## YOUR OBJECTIVE
Summarize the challenge description below in two sentences.

The challenge is to write a program or function which takes in a positive integer, and outputs "Happy new year to you" or a slight variation thereof, such that the character codes of that string add up to the inputted number. The space counts towards the sum of character codes too.

The case does not matter at all; you may output HappY New yEAR or something so long as it satisfies the specifications below.

The specifications are as follows:

The outputted string must contain happy new year. As stated above, the case does not matter.

The happy new year component of the string may optionally be preceded by have a , again in any case. However, there must be a space before happy if the string starts with have a .

The happy new year string may optionally be followed by to you, again in any case. The space before to is mandatory.

Note that Have a happy new year to you, while not grammatically correct, is an acceptable output for the purposes of this challenge.

## Entries from a dataset
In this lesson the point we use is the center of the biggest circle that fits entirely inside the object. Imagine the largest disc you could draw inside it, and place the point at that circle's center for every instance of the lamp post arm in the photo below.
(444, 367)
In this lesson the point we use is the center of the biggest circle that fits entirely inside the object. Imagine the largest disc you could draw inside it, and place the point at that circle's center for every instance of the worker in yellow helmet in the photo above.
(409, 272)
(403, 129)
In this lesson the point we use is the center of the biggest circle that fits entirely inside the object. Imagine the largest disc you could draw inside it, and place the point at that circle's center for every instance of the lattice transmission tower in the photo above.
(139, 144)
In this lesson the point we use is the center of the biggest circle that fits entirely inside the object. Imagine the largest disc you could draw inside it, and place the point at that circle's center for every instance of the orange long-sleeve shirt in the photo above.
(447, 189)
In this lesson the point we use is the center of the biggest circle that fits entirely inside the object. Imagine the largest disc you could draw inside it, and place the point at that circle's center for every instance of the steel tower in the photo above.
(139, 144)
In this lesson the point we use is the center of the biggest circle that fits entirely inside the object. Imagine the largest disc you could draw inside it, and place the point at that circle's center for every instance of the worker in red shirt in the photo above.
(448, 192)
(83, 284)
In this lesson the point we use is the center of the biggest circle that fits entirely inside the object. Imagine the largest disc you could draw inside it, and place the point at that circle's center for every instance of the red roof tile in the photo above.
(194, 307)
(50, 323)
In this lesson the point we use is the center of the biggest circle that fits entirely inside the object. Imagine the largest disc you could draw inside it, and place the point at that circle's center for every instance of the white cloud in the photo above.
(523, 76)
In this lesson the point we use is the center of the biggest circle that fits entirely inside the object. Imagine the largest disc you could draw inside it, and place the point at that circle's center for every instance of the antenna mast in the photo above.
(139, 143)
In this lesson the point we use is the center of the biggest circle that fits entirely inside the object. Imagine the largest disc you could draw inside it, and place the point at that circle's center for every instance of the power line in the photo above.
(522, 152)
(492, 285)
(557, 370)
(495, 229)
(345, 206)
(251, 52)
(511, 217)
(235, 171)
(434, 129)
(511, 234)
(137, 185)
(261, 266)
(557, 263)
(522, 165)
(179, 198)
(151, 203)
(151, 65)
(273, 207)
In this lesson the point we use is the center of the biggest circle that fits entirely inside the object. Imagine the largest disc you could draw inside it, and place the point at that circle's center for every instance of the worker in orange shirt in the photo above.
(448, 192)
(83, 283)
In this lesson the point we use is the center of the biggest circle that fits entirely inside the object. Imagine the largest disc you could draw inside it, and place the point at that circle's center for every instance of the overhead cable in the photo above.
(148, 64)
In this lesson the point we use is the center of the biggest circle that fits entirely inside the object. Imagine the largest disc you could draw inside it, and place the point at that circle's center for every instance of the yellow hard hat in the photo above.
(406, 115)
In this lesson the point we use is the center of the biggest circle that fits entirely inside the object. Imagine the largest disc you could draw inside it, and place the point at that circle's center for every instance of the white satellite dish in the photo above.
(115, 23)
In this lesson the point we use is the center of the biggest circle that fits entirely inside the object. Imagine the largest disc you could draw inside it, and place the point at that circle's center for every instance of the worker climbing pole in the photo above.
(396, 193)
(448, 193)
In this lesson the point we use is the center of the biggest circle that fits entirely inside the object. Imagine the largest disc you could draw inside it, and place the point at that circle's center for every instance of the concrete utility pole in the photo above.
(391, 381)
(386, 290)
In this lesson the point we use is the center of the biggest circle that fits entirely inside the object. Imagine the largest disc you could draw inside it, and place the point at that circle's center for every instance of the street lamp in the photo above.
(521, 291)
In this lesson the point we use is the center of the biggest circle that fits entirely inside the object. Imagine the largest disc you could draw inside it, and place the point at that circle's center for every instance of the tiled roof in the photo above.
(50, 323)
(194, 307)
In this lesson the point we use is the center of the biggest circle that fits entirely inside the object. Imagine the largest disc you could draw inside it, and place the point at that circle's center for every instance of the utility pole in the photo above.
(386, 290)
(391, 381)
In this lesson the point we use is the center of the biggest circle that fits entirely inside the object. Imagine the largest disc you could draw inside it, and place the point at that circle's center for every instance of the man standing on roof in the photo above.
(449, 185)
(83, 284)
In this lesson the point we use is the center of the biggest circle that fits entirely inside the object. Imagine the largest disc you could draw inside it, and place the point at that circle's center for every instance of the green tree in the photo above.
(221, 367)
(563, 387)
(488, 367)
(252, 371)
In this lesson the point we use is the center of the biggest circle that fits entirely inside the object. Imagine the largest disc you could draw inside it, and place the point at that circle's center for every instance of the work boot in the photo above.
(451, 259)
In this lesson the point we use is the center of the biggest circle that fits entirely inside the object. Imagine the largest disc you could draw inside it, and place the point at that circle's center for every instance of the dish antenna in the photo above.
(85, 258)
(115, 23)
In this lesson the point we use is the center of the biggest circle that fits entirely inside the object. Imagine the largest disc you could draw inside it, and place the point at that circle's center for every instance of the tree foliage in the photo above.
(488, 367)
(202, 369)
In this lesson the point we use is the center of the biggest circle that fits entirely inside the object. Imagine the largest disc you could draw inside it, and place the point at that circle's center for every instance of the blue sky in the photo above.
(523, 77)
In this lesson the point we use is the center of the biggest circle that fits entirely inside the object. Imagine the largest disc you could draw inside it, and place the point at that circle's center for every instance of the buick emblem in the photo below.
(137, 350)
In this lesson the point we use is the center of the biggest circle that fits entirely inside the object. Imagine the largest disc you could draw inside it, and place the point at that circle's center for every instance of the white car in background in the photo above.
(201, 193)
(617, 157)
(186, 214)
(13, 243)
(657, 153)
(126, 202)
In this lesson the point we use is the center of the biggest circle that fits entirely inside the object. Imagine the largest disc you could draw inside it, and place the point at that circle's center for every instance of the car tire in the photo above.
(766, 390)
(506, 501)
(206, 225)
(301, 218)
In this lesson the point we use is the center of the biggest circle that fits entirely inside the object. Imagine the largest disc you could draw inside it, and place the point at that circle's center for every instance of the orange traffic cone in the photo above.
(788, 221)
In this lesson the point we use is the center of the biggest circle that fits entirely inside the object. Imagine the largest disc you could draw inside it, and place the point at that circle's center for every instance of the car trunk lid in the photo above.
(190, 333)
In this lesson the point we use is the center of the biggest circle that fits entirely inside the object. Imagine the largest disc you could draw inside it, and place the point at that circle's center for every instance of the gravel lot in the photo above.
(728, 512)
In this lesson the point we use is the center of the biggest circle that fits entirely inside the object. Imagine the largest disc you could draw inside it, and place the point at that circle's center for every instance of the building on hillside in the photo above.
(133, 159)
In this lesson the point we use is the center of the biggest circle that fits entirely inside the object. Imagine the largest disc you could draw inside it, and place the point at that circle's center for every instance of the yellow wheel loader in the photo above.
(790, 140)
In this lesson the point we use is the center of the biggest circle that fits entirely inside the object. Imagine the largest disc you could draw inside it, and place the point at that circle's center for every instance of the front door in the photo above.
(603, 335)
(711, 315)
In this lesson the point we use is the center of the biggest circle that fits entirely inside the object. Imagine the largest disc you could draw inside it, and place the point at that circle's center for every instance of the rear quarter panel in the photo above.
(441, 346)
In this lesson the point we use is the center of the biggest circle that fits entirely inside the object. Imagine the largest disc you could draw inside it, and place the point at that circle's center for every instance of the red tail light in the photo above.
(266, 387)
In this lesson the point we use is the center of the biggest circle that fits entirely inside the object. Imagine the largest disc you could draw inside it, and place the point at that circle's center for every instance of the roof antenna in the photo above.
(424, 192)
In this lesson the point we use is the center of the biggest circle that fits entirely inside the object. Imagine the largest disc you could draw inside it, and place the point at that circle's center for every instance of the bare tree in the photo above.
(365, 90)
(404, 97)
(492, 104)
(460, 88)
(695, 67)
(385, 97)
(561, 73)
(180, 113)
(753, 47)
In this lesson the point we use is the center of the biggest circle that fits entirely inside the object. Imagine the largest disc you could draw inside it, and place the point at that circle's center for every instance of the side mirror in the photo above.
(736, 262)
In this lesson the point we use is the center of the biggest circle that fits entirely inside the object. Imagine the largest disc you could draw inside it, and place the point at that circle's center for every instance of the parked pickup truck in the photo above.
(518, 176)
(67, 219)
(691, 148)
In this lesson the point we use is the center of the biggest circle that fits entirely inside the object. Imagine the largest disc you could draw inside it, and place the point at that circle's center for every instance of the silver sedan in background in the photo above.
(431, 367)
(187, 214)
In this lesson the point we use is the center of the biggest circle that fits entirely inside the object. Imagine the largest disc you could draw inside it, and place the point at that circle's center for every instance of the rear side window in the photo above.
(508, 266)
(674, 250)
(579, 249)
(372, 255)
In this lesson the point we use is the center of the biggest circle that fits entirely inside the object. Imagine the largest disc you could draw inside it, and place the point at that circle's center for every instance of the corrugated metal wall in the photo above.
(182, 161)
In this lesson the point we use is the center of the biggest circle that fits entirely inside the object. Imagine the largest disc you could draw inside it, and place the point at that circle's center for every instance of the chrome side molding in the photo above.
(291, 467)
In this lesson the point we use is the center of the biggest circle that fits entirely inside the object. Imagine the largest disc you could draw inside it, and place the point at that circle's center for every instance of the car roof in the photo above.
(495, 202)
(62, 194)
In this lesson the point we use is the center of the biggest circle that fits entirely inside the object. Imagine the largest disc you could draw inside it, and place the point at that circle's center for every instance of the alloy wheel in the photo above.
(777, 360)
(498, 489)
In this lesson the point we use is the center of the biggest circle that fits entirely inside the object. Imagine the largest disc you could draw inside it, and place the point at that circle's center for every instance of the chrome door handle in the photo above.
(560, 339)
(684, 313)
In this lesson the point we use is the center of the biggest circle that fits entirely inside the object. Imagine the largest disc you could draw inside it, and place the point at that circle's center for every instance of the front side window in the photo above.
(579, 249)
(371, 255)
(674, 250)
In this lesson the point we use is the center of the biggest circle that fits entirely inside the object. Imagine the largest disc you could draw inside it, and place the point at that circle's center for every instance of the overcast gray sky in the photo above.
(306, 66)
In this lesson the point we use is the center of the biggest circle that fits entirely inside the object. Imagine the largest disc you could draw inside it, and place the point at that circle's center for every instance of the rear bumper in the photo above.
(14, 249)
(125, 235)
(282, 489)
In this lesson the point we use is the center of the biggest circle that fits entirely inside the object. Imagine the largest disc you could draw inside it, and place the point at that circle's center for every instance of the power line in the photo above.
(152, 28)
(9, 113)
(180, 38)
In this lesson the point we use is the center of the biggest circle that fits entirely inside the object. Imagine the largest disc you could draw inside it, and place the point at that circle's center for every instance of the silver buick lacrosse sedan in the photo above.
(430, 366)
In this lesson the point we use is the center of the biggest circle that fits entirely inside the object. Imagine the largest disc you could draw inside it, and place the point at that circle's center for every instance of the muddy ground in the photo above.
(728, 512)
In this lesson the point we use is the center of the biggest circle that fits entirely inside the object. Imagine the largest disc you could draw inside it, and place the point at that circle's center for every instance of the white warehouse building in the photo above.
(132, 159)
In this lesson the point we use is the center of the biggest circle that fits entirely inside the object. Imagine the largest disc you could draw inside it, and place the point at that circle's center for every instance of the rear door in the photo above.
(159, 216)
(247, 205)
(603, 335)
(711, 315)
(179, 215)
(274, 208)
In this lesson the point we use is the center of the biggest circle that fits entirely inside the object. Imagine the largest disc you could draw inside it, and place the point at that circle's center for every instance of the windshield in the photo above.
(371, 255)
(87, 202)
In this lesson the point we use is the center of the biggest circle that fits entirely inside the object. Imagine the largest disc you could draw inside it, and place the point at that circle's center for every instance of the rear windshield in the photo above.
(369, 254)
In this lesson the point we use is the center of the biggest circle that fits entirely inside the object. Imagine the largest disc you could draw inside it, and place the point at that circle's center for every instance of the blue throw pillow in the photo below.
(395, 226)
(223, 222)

## OUTPUT FOR THIS EXERCISE
The challenge calls for a program or function that takes a positive integer and outputs "Happy new year to you" or a slight variation of it, such that the character codes of the string, spaces included, add up to that integer. The output may use any case and must contain "happy new year," which may optionally be preceded by "have a" and followed by "to you," with a space required before "happy" and before "to" in those forms.